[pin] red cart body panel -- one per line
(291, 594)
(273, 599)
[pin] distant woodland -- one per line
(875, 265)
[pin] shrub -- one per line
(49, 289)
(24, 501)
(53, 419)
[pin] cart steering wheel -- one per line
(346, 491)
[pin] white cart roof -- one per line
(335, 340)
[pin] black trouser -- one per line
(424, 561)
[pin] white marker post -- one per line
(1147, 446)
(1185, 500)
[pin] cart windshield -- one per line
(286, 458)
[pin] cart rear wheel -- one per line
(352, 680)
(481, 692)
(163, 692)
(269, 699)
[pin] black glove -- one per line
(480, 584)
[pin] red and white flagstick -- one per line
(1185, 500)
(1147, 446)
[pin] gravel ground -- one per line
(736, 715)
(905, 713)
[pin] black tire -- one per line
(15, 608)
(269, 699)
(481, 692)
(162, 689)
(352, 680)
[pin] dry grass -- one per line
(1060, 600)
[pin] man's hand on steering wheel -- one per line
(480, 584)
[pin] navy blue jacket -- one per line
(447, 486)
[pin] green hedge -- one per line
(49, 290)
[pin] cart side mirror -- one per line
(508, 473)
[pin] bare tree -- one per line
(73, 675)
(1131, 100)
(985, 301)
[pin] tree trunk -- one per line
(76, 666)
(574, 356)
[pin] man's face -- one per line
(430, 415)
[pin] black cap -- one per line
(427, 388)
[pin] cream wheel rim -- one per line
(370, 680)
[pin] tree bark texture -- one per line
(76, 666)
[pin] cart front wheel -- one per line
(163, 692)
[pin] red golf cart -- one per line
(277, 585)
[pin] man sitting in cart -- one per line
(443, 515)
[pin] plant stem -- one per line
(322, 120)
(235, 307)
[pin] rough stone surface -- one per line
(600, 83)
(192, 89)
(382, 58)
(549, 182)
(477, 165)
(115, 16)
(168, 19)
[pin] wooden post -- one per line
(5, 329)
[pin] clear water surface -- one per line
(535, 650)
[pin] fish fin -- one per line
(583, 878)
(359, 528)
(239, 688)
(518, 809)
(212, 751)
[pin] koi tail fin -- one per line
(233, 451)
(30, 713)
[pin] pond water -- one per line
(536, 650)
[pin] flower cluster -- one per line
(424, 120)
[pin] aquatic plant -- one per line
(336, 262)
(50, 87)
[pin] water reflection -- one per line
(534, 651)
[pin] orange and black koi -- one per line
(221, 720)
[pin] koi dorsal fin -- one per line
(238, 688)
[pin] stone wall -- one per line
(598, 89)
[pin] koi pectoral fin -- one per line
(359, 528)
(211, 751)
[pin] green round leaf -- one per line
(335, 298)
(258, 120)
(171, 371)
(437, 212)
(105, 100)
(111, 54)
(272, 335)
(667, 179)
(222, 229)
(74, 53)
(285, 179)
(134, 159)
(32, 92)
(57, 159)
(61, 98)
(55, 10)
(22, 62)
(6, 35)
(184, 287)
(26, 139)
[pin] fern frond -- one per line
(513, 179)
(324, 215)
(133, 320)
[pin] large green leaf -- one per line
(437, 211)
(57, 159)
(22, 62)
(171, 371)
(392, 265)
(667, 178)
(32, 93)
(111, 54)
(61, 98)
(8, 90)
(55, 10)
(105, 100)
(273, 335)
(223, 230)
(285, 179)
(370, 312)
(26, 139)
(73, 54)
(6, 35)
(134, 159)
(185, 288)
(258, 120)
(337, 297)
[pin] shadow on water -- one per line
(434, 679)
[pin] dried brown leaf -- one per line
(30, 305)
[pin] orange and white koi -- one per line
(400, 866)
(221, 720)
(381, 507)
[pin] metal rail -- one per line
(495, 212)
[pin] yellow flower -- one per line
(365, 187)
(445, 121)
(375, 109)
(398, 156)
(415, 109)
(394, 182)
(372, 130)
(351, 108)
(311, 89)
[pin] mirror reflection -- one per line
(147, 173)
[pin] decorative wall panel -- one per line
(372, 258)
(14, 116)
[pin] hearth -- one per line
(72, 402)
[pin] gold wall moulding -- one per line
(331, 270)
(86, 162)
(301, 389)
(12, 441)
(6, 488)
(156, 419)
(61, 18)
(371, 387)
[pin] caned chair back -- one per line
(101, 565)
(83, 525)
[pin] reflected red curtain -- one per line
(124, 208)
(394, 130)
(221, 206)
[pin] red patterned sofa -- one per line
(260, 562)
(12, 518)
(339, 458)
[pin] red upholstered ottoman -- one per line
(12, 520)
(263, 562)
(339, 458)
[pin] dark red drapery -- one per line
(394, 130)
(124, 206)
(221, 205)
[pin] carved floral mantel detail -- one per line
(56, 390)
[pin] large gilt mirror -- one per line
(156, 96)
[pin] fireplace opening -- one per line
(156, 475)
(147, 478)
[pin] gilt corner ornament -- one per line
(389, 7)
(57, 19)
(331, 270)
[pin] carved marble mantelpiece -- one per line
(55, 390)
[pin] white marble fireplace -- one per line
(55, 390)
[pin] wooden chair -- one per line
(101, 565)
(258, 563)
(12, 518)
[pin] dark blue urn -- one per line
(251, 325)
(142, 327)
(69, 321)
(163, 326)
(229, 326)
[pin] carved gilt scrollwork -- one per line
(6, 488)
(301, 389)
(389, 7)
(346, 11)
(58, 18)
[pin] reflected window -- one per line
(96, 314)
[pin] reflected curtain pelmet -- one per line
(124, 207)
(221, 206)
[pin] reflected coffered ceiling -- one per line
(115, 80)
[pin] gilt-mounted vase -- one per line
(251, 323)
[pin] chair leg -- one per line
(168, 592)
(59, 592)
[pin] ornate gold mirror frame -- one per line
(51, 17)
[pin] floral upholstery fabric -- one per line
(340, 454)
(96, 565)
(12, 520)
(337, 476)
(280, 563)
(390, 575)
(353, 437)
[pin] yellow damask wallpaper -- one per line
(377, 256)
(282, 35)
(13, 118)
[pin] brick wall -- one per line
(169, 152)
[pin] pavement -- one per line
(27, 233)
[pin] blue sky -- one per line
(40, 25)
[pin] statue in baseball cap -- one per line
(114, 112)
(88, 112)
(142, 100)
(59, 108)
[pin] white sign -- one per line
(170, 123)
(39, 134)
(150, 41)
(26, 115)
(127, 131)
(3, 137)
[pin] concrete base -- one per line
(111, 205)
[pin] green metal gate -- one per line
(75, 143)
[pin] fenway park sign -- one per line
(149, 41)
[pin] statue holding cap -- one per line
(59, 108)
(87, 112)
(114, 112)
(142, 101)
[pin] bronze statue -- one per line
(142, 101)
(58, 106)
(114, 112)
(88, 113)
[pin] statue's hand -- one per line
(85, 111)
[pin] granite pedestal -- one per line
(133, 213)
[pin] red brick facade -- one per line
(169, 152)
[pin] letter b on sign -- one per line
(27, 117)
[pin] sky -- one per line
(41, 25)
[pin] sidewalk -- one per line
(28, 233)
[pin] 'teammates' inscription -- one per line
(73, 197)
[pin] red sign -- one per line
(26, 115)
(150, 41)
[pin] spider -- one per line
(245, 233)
··········
== What is being asked ==
Please give the entries above again in full, exactly as written.

== Task answer ==
[pin] red cart body panel -- one per line
(291, 594)
(273, 599)
[pin] distant woodland -- one per line
(875, 265)
[pin] shrub -- one per line
(49, 289)
(24, 501)
(53, 419)
[pin] cart steering wheel -- one per line
(346, 491)
[pin] white cart roof -- one per line
(335, 340)
[pin] black trouser -- one per line
(424, 561)
[pin] white marker post -- one per line
(1147, 446)
(1185, 500)
[pin] cart windshield -- one per line
(286, 458)
[pin] cart rear wheel -- one per line
(352, 680)
(481, 692)
(163, 692)
(269, 699)
[pin] black glove -- one per line
(480, 584)
[pin] red and white flagstick -- one per line
(1185, 500)
(1147, 446)
[pin] gravel ground -- one per line
(736, 715)
(905, 713)
[pin] black tire -- one per line
(15, 608)
(269, 699)
(481, 692)
(162, 689)
(352, 680)
[pin] dry grass -- one per line
(1060, 600)
[pin] man's hand on steering wheel -- one per line
(480, 584)
[pin] navy blue jacket -- one per line
(447, 486)
[pin] green hedge -- one per line
(49, 290)
[pin] cart side mirror -- one per line
(508, 473)
[pin] bare tree -- one per line
(73, 675)
(1131, 100)
(985, 301)
[pin] tree trunk -- one per line
(76, 666)
(574, 356)
[pin] man's face -- one per line
(430, 415)
[pin] black cap -- one per line
(427, 388)
[pin] cream wheel rim -- one per line
(370, 680)
[pin] tree bark texture -- one per line
(76, 666)
[pin] cart front wheel -- one per line
(163, 692)
[pin] red golf cart -- one per line
(277, 585)
[pin] man sitting in cart -- one per line
(443, 515)
[pin] plant stem -- one per line
(322, 120)
(235, 307)
[pin] rough stone surface -- one per line
(600, 83)
(192, 89)
(382, 58)
(549, 182)
(477, 165)
(115, 16)
(168, 19)
[pin] wooden post -- one per line
(5, 329)
[pin] clear water surface -- one per line
(535, 650)
[pin] fish fin -- one per line
(583, 878)
(359, 528)
(239, 688)
(518, 809)
(212, 751)
[pin] koi tail fin -- one per line
(233, 451)
(30, 713)
[pin] pond water -- one per line
(536, 650)
[pin] flower cluster -- one per line
(424, 120)
[pin] aquatic plant -- one per line
(336, 262)
(50, 87)
[pin] water reflection -- one per line
(534, 651)
[pin] orange and black koi -- one per line
(221, 720)
[pin] koi dorsal fin -- one per line
(238, 688)
[pin] stone wall -- one per line
(598, 89)
[pin] koi pectoral fin -- one per line
(359, 528)
(211, 751)
[pin] green round leaf -- one per line
(335, 298)
(258, 120)
(171, 371)
(437, 212)
(105, 100)
(111, 54)
(272, 335)
(667, 179)
(222, 229)
(74, 53)
(285, 179)
(134, 159)
(32, 92)
(57, 159)
(61, 98)
(55, 10)
(22, 62)
(6, 35)
(184, 287)
(26, 139)
[pin] fern frond -- one per line
(513, 179)
(324, 215)
(133, 320)
[pin] large green leaf -- one per line
(437, 211)
(57, 159)
(22, 62)
(171, 371)
(392, 265)
(667, 178)
(32, 93)
(111, 54)
(61, 98)
(8, 90)
(55, 10)
(105, 100)
(273, 335)
(223, 230)
(285, 179)
(370, 312)
(26, 139)
(73, 54)
(6, 35)
(134, 159)
(185, 288)
(258, 120)
(337, 297)
[pin] shadow on water -- one per line
(434, 679)
[pin] dried brown leaf -- one per line
(30, 305)
[pin] orange and white koi -- one per line
(400, 866)
(221, 720)
(381, 507)
[pin] metal rail -- one per line
(495, 212)
[pin] yellow flower -- one per line
(365, 187)
(445, 121)
(375, 109)
(398, 156)
(415, 109)
(394, 182)
(372, 130)
(351, 108)
(311, 89)
[pin] mirror reflection -- one per line
(147, 173)
[pin] decorative wall panel -- one per line
(372, 258)
(14, 116)
[pin] hearth -- one per line
(72, 402)
[pin] gold wall moulding -- one per line
(331, 270)
(86, 162)
(301, 389)
(12, 441)
(6, 488)
(156, 419)
(61, 18)
(371, 387)
[pin] caned chair back -- one per line
(101, 565)
(83, 525)
[pin] reflected red curtain -- one per line
(124, 208)
(394, 130)
(221, 206)
[pin] red patterned sofa -- one per line
(260, 562)
(12, 518)
(339, 458)
[pin] red upholstered ottoman -- one per line
(12, 520)
(263, 562)
(339, 458)
[pin] dark red drapery -- one per line
(394, 130)
(124, 206)
(221, 205)
[pin] carved floral mantel detail -- one per line
(56, 390)
[pin] large gilt mirror -- one per line
(156, 96)
[pin] fireplace opening -- one per line
(156, 475)
(147, 478)
[pin] gilt corner ornament -- one per line
(389, 7)
(57, 19)
(331, 270)
[pin] carved marble mantelpiece -- one per line
(55, 390)
[pin] white marble fireplace -- one per line
(55, 390)
[pin] wooden chair -- one per line
(101, 565)
(258, 563)
(12, 518)
[pin] dark blue urn -- one per line
(251, 325)
(142, 327)
(69, 321)
(163, 326)
(229, 326)
[pin] carved gilt scrollwork -- one per line
(6, 488)
(301, 389)
(389, 7)
(346, 11)
(58, 18)
[pin] reflected window -- one per line
(96, 314)
[pin] reflected curtain pelmet -- one per line
(124, 207)
(221, 206)
[pin] reflected coffered ceiling -- one per line
(115, 80)
[pin] gilt-mounted vase -- one per line
(251, 323)
[pin] chair leg -- one per line
(168, 592)
(59, 592)
[pin] ornate gold mirror frame -- one per line
(51, 17)
[pin] floral upholstery fabric -- one per line
(340, 454)
(96, 565)
(12, 520)
(337, 476)
(280, 563)
(390, 575)
(353, 437)
[pin] yellow damask wallpaper -- one per line
(377, 256)
(282, 35)
(13, 118)
[pin] brick wall -- one per line
(169, 152)
[pin] pavement -- one per line
(27, 233)
[pin] blue sky -- one per line
(40, 25)
[pin] statue in baseball cap -- one per line
(114, 112)
(88, 112)
(142, 100)
(59, 108)
[pin] white sign -- one per line
(170, 123)
(39, 134)
(150, 41)
(26, 115)
(127, 131)
(3, 137)
[pin] concrete base -- one per line
(111, 205)
[pin] green metal gate -- one per line
(75, 143)
[pin] fenway park sign -- one per line
(149, 41)
[pin] statue holding cap -- one per line
(59, 108)
(87, 112)
(114, 112)
(142, 101)
[pin] bronze statue -- one per line
(142, 101)
(58, 106)
(114, 112)
(88, 113)
[pin] statue's hand -- one per line
(85, 111)
[pin] granite pedestal -- one per line
(133, 213)
[pin] red brick facade -- one per line
(169, 152)
[pin] letter b on sign -- one per line
(27, 117)
[pin] sky -- one per line
(41, 25)
[pin] sidewalk -- one per line
(28, 233)
[pin] 'teammates' inscription -- one per line
(73, 197)
[pin] red sign -- one per line
(26, 115)
(150, 41)
[pin] spider -- one per line
(245, 233)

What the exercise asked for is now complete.